## SOURCE DOCUMENT
__________

Managing all those backup files

Today was a day where some old file sorting happened. On a regular basis the number of files I’m using is fairly limited. My backup has built up way more files over the years that I seriously wonder about sometimes. This massive collection of files stored to the cloud just hangs out and does nothing really. I’m not entirely sure why I still keep it all and back it up with such care. One of the strategies that I have been considering is just setting up a new folder and putting on the files that really matter to me in that one and then at some point allowing the rest to vanish from existence. To be fair about the whole thing I’m guessing that some of those files are not necessary and probably should not have been saved in the first place. The degree to which my digital pack-rat-ness was effective is somewhat astonishing at this point.

Sadly, I’m not the only one with massive collections of archived documents in a variety of clouds. Something is going to happen to all these clouds as people end up abandoning their files over time. I have a plan for my main cloud account where without any action on my part for 90 days the files are shared out. I’m not sure exactly what the people who are slated to get access to these files will end up doing with them and it might just be an overwhelming pile of digital artifacts. Within the grand aggregate of cloud files I’m really wondering about how many of them are needed or if we have just created a reality where data center after data center is busy keeping records of nothing really. That is a thought related to both data permanence and necessity. While I cannot bring myself to just hit delete on all the files and move along I’m sure that is the inevitable outcome unless we learn how to store files on crystals. At that point, it won’t matter how much data people want to store forever it will be possible. The bigger question will be if anybody ever does anything with all those stored files on what I’m sure will be a mountain like pile of data storage crystals.

One of the things I have started doing within my more academic side writing pursuits is finding ways to publish and store my work in places outside of my weblog or my cloud storage. That public type of sharing is in an effort to help the writing stand the test of time in a better way. It is an attempt to achieve some type of data permanence based on making the content accessible. My weblog is scraped by the way back machine which does mean that my writings here are generally backed up beyond the ways that I back them up. You can if you wanted to scroll across the years and see the various weblog styles and other elements that go back a long time within that archive. That is one of the ways that the internet itself is backup up and accessible to people interested in that type of archive. I’m always curious about the freshness of a weblog and nostalgic browsing of things from 20 years ago does not really appeal to me at the moment.

Considering a bit of considering

Right now, at this very moment, I’m working on Substack post 88 of 104 and starting to consider moving that effort out of Google Docs and over to Microsoft Word as well. At the moment, that move has not happened just yet as I’m still writing some of that content on my Chromebook and I’m not a big fan of the Office 365 online version of Microsoft Word. I really got used to using Google Docs and the experience it provides. Now I’m writing out of the desktop application while sitting at my main computer running Windows. That means that for the most part my writing has become something that happens at my desk in my office and not on the go or anywhere outside of my desk. Given that most of the writing I end up doing happens in the morning and is during my scheduled blocks of time that works out well enough. Right now, I’m pretty far ahead of the Friday publishing schedule again. Week 82 just went live and the next 5 are ready to go already. That means that the entire introduction to machine learning syllabus is now draft complete. I do plan on going back and reading it again from start to finish and doing any final edits.

__________

## SUPPLIED DATA
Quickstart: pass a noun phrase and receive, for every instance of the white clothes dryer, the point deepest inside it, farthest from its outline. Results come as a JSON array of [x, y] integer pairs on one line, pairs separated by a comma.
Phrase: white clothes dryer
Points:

__________

## PROBLEMS
(1) In the post about managing backup files:
(a) After how many days without any action on the author's part are the files in the main cloud account shared out?
(b) What scrapes the author's weblog?
(c) Which Substack post number is the author working on, and out of how many?
(2) Continue the post about managing backup files, starting after its final sentence.

## FINAL ANSWERS
(1)
(a) 90 days
(b) The way back machine
(c) Post 88 of 104

(2)
Probably the principal thing that is keeping me from moving completely out of Google Docs and over to Microsoft Word is that the final version of The Lindahl Letter that gets published does not contain the Tweets of the week or the links to things that are included in the Substack newsletter. When I go back to format the content for final publication, I have been removing those two sections. That is certainly something that could be augmented moving forward where any links or content being shared is put into the main body of the post to avoid having to use those two links only sections or I could just include them in the final product as well. Based on the statistics I have available to me it does not appear like that content is really consumed very much by people. People tend to read the prose at the top of the post and are not opening the email to see what Tweets I have enjoyed the most that week. Maybe the reason those got included was purely indulgent on my part which is interesting as an aside to consider.

After finishing up that syllabus I’m interested in working on some more research note type efforts where I’m really digging into the relevant scholarly articles as well as covering topics within the machine learning space. That is the goal of my Substack efforts moving forward. Of course, I broke that trajectory with my first set of writing efforts from the week 88 content. I’m probably going to need to reconsider the topics listed from 88 to 104 to make sure that they are ones that could support solid research notes. I’m not sure if they will end up getting converted over to Overleaf and eventually published that way, but that would be the general idea of what needs to happen moving forward.

Working with all that leftover data

Yesterday I was wondering about just deleting my data archives. Over the last 20 years I have accumulated so much data. Sure most of it is backed up to the cloud and the writing part of it is a very slim section of the overall data. I was considering just wiping it all and starting over. My thoughts then drifted to a few thoughts about what I might miss after that great data purge. I might need my writing archives, photos, and videos. Maybe keeping all my photos and family videos would be a good thing to actually complete. From what I know all 3 sets of that data are backed up to a couple of clouds and I have alternate copies. I’m not sure why I went to all of that trouble to keep all of that data. We used to print our favorite photographs and share them in books with people. Nobody is going to want to look through 20 or 30 thousand digital photos. They are not even shared online anymore. At one point, all of my digital photos were posted on Flickr or just shared in an online directory. I have considered bringing back a digital photograph section of my weblog to share content. I’m not talking about sharing all my photos this time around, but it would be good to share the ones that people might enjoy or use as a desktop background.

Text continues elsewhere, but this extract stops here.